» **ЗАДАНИЕ A**
Перепечатайте полностью и без изменений рецензию на роман «Три обезьяны».
#### ВЫБРАННЫЙ ОТРЫВОК ####
Не ведая зла. Стефан Мендель-Энк "Три обезьяны"

25 июля 2014
ИЗДАНИЕ
АВТОР
Ирина Головинская

Книга начинается трагикомической сценой, случившейся на похоронах, а заканчивается сценой откровенно трагической. В книге много смерти, стариков и специфического юмора, присущего, как принято считать, евреям вообще и главному еврею города Нью-Йорка Вуди Аллену в частности.

Тема дебютного романа молодого шведского журналиста Стефана Мендель-Энка — драма семьи, встроенная в жизнь еврейской общины Гетеборга. Но упоминание Нью-Йорка здесь не случайное: если верить словам главного героя романа Якоба, все гетеборгские евреи только и мечтают об Америке, просто-таки боготворят ее. Хотя уезжают все равно в Израиль.

Впрочем, верить или нет Якобу и его картине мира — большой вопрос. Перед нами текст, написанный взрослым от имени ребенка, с естественными в таких случаях лакунами, умолчаниями и неверными выводами: хочет ли автор сказать больше, чем сказал?
#### ВЫДЕРЖКИ ИЗ ЗАПИСЕЙ ####
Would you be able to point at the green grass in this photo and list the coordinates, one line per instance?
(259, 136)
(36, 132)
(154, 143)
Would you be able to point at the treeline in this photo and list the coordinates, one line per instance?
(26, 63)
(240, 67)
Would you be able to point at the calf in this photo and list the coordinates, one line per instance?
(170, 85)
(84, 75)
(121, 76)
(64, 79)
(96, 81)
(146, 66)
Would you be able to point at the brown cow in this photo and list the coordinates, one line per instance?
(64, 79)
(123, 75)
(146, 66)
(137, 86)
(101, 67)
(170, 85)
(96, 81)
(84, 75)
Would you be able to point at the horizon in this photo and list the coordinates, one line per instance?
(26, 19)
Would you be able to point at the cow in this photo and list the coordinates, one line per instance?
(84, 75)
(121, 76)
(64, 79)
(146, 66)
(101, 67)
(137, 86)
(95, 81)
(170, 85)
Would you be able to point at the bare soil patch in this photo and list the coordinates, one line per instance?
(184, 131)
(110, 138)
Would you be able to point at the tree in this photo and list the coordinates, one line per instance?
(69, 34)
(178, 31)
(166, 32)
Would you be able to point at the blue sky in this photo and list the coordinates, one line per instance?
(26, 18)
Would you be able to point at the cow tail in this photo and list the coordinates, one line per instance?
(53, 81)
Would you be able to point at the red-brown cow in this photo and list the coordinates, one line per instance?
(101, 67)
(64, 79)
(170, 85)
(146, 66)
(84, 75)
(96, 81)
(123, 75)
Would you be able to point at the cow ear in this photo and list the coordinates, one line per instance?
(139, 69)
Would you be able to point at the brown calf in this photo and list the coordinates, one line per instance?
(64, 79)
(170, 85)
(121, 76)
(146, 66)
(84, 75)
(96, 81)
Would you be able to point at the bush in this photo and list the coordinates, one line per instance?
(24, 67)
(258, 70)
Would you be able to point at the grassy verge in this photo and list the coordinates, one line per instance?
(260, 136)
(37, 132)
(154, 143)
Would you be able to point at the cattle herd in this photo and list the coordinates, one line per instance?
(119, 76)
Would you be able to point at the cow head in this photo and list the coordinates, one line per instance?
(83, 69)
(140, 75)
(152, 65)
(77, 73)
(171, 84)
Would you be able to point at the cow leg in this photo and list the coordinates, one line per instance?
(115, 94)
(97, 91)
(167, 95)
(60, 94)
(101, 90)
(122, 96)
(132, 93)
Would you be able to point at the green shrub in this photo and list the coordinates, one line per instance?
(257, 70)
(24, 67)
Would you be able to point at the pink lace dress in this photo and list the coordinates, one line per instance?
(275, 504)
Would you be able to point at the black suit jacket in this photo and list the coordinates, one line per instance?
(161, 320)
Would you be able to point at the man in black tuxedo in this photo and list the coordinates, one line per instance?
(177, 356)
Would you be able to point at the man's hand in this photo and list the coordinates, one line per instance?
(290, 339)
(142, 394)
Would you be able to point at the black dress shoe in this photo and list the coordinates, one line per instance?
####
#### ВЫДЕРЖКИ ИЗ ЗАПИСЕЙ ####
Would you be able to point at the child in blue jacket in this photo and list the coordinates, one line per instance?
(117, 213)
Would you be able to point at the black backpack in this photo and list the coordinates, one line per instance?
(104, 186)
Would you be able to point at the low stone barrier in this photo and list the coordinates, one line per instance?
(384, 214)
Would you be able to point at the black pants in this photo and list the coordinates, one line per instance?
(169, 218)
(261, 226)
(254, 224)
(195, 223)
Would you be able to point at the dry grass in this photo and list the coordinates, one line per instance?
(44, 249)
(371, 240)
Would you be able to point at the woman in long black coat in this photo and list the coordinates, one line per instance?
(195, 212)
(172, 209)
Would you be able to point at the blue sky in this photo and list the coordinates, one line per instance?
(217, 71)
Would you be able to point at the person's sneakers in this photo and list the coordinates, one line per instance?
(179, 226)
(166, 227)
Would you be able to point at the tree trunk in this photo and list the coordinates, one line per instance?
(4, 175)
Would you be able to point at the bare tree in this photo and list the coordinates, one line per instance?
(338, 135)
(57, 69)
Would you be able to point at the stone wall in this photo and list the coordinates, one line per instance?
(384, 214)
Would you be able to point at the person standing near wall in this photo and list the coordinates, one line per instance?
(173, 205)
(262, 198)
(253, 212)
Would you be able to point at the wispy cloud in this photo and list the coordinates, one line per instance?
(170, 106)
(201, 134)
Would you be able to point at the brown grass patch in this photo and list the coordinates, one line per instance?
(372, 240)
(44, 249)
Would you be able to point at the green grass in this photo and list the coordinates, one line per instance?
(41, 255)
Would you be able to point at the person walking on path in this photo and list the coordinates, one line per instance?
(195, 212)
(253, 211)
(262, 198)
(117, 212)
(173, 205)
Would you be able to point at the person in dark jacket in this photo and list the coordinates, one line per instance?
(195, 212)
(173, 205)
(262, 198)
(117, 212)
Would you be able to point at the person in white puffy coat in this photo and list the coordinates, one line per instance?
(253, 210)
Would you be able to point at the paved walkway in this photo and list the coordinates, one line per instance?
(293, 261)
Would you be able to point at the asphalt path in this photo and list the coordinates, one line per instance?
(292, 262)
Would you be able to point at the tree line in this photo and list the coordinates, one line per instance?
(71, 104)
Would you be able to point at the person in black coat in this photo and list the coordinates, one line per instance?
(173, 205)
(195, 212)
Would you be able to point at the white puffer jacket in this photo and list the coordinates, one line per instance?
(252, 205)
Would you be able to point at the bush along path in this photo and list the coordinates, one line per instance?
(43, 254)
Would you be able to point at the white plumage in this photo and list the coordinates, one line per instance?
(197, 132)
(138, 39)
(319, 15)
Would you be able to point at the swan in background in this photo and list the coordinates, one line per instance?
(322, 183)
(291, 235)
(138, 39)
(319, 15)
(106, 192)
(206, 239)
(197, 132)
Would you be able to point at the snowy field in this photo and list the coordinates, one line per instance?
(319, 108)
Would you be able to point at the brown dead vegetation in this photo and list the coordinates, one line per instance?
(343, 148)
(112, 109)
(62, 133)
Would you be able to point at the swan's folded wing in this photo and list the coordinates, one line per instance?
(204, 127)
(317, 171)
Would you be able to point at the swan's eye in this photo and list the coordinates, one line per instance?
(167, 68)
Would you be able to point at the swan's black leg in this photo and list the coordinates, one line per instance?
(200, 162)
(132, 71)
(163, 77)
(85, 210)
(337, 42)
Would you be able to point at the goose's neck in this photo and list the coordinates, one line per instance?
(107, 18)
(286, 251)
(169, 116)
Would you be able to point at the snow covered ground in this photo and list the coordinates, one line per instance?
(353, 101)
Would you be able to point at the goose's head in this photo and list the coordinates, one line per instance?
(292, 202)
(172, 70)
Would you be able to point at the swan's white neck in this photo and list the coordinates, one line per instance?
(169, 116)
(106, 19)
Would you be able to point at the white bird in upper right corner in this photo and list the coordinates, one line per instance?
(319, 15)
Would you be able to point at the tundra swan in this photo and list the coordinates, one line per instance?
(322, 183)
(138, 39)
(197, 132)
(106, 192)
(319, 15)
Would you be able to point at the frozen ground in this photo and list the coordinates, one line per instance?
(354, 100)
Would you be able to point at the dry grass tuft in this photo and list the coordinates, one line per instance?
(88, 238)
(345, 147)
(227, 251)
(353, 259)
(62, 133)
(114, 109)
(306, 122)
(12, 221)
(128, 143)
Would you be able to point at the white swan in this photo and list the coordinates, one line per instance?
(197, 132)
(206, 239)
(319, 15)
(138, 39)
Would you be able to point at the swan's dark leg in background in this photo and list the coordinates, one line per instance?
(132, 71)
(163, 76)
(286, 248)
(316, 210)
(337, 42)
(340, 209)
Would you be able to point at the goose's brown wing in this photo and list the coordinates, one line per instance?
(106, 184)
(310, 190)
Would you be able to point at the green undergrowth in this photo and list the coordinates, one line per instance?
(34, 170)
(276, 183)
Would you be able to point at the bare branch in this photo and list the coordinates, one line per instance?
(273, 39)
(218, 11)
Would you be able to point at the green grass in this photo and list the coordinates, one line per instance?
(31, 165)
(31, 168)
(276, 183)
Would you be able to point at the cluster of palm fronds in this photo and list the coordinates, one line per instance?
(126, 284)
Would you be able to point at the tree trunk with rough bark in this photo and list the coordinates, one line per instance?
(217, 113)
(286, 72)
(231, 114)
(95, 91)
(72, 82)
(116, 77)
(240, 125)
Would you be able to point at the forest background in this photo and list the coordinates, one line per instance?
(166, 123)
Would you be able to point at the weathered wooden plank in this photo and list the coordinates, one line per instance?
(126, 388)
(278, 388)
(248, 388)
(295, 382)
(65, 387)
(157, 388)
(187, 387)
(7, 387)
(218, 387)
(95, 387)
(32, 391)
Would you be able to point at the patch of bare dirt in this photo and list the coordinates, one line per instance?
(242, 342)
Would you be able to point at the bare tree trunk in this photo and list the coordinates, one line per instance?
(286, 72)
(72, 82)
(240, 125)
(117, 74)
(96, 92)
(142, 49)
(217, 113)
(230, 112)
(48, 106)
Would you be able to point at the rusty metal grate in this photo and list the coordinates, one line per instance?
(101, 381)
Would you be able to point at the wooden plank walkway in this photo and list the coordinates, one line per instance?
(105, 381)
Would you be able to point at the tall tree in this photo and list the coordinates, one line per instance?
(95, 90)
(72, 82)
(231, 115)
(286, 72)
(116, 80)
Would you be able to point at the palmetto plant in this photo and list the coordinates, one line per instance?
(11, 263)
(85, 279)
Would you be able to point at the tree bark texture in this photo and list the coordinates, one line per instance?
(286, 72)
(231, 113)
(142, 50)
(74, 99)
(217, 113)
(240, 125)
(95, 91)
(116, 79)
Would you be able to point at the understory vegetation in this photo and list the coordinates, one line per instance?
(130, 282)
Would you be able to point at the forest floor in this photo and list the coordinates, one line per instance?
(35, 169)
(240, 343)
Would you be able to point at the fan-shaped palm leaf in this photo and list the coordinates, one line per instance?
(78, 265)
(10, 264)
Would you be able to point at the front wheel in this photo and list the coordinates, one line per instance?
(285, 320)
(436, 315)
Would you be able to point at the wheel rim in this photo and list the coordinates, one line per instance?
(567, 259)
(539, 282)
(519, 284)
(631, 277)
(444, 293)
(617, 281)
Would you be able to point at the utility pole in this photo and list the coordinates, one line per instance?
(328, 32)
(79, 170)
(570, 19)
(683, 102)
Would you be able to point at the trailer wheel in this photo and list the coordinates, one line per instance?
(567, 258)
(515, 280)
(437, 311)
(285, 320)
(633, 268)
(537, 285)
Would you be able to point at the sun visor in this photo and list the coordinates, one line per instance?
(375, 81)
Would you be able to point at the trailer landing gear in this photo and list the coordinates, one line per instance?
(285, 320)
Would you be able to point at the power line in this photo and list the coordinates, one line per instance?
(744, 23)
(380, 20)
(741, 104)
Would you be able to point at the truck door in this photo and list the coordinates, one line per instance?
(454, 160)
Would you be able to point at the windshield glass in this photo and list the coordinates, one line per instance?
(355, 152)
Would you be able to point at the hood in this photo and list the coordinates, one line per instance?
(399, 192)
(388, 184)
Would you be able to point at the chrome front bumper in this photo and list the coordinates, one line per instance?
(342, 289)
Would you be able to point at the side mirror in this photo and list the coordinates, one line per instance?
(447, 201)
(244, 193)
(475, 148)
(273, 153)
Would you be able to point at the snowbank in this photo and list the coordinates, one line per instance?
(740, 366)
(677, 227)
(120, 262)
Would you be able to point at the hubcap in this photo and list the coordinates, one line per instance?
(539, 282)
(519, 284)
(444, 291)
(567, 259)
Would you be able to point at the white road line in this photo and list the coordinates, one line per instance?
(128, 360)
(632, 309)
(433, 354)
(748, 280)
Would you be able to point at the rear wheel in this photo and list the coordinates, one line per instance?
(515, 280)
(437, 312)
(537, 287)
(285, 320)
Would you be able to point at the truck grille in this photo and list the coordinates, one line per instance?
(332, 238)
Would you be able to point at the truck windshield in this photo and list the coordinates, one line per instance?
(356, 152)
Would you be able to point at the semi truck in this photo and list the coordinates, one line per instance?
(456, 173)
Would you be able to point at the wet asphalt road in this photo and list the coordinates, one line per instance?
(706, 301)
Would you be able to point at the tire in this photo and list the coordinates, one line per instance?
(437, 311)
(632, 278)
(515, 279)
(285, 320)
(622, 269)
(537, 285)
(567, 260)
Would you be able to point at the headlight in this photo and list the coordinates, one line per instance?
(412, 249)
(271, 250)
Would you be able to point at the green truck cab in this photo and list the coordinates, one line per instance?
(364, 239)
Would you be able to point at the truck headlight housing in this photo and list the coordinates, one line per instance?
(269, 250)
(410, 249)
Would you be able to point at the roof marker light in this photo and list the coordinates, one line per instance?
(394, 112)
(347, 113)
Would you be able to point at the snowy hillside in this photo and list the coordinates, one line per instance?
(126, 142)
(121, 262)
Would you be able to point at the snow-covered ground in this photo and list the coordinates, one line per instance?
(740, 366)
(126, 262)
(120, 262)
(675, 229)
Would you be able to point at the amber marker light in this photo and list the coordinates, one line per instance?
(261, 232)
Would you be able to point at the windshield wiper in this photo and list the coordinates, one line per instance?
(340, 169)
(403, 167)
####
» **ЗАДАНИЕ B**
Выпишите из записей все строки, в которых встречается слово «coat», учитывая регистр букв.

» **ПРАВИЛЬНЫЙ ОТВЕТ A**
Не ведая зла. Стефан Мендель-Энк "Три обезьяны"

25 июля 2014
ИЗДАНИЕ
АВТОР
Ирина Головинская

Книга начинается трагикомической сценой, случившейся на похоронах, а заканчивается сценой откровенно трагической. В книге много смерти, стариков и специфического юмора, присущего, как принято считать, евреям вообще и главному еврею города Нью-Йорка Вуди Аллену в частности.

Тема дебютного романа молодого шведского журналиста Стефана Мендель-Энка — драма семьи, встроенная в жизнь еврейской общины Гетеборга. Но упоминание Нью-Йорка здесь не случайное: если верить словам главного героя романа Якоба, все гетеборгские евреи только и мечтают об Америке, просто-таки боготворят ее. Хотя уезжают все равно в Израиль.

Впрочем, верить или нет Якобу и его картине мира — большой вопрос. Перед нами текст, написанный взрослым от имени ребенка, с естественными в таких случаях лакунами, умолчаниями и неверными выводами: хочет ли автор сказать больше, чем сказал?

» **ПРАВИЛЬНЫЙ ОТВЕТ B**
Would you be able to point at the woman in long black coat in this photo and list the coordinates, one line per instance?
Would you be able to point at the person in white puffy coat in this photo and list the coordinates, one line per instance?
Would you be able to point at the person in black coat in this photo and list the coordinates, one line per instance?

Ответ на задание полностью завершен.